§ Work item
Every line containing the word "polished" must be pulled from the records.
#### Available data ####
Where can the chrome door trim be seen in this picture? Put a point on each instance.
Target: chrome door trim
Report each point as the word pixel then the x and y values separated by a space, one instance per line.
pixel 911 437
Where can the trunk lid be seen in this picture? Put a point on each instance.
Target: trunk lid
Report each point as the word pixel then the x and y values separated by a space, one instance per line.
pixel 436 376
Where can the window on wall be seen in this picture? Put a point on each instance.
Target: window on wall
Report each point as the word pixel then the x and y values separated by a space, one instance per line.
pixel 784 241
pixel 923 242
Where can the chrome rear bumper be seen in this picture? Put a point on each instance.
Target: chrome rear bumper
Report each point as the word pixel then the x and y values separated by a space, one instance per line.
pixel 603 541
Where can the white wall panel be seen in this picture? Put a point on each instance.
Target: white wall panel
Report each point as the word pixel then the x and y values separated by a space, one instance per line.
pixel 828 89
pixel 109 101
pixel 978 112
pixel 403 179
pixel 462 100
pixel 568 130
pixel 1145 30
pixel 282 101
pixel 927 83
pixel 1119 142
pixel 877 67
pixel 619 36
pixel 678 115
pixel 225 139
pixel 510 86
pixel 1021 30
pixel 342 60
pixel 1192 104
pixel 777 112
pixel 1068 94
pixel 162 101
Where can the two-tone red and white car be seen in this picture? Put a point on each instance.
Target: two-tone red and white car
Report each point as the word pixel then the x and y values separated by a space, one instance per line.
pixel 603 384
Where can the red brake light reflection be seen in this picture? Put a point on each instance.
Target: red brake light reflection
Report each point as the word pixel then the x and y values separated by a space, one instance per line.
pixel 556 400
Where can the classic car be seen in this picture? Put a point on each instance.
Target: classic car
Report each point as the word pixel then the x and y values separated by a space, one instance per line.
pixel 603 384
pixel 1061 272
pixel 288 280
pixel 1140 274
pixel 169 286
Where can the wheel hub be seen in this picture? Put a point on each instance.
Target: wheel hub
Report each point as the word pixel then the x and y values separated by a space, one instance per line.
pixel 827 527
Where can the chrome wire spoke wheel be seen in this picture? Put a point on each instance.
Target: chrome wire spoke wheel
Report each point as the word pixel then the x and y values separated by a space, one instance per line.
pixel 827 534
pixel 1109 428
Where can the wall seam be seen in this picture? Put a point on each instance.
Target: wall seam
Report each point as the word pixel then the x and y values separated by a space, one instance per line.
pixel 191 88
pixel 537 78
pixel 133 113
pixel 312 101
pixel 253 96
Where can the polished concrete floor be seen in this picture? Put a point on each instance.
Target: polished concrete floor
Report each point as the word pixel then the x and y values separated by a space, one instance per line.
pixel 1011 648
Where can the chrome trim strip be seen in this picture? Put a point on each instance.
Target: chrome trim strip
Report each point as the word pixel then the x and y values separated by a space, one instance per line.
####
§ Answer space
Where can the polished concrete floor be seen in this picture? Put a point on each instance.
Target: polished concrete floor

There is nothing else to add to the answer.